Geëxtraheerde tekst:
***
Nochtans klaagden ook de federale wetenschappelijke instellingen dat de opgelegde besparingen (4 procent op personeel en 20 procent op werking, met een verhoging van nog eens 2 procent in elk jaar erna tot en met 2019) nefast en zelfs onhaalbaar zijn. Sleurs: "Ik heb begrip voor hun positie en ben begaan met de wetenschap. Maar het zijn moeilijke tijden voor iedereen. Iedereen moet zijn duit in het zakje doen."

Volgens de staatssecretaris is het "eerst door de zure appel bijten om daarna weer te kunnen groeien en in waarde te herstellen. Dat is misschien geen leuke boodschap om te brengen, maar als bevoegd staatssecretaris moet je ook je verantwoordelijkheid nemen", zegt Sleurs, waarmee ze impliciet sneert richting Reynders. "We mogen niet de boodschap via de media geven dat wie luider roept, zijn besparingen het hardst teruggeschroefd ziet. Elke minister wil zijn 'portefeuille' behoeden voor besparingen, maar als iedereen zo redeneert, dan is er geen begrotingsevenwicht meer. Daarom moet iedereen zich er aan houden."
***
Opdracht: Geef aan welke functie Sleurs bekleedt volgens de tekst over de besparingen.
***
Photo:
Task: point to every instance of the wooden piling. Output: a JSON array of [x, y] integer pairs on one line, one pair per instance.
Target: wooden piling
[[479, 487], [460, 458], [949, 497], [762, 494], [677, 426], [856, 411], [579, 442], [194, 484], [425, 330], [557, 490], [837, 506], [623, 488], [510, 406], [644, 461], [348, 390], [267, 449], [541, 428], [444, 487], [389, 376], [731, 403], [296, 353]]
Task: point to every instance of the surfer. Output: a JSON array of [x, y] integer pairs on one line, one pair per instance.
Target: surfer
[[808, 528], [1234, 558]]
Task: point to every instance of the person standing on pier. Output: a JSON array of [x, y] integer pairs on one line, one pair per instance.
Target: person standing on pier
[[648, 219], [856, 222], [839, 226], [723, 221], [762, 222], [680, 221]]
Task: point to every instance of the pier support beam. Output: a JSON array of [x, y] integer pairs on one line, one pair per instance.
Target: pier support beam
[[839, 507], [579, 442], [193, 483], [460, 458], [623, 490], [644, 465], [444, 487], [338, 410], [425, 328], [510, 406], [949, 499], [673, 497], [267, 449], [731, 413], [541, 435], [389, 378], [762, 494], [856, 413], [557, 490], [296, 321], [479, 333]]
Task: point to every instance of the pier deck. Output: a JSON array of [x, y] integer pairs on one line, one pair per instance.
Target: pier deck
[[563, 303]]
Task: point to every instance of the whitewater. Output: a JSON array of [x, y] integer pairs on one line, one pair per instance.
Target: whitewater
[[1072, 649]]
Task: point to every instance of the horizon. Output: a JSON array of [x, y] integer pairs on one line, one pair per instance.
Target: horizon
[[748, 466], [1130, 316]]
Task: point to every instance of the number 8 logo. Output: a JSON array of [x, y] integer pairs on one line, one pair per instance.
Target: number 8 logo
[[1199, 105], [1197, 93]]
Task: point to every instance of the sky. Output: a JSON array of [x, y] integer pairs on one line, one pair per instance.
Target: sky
***
Oplossing oefening: Sleurs is bevoegd staatssecretaris.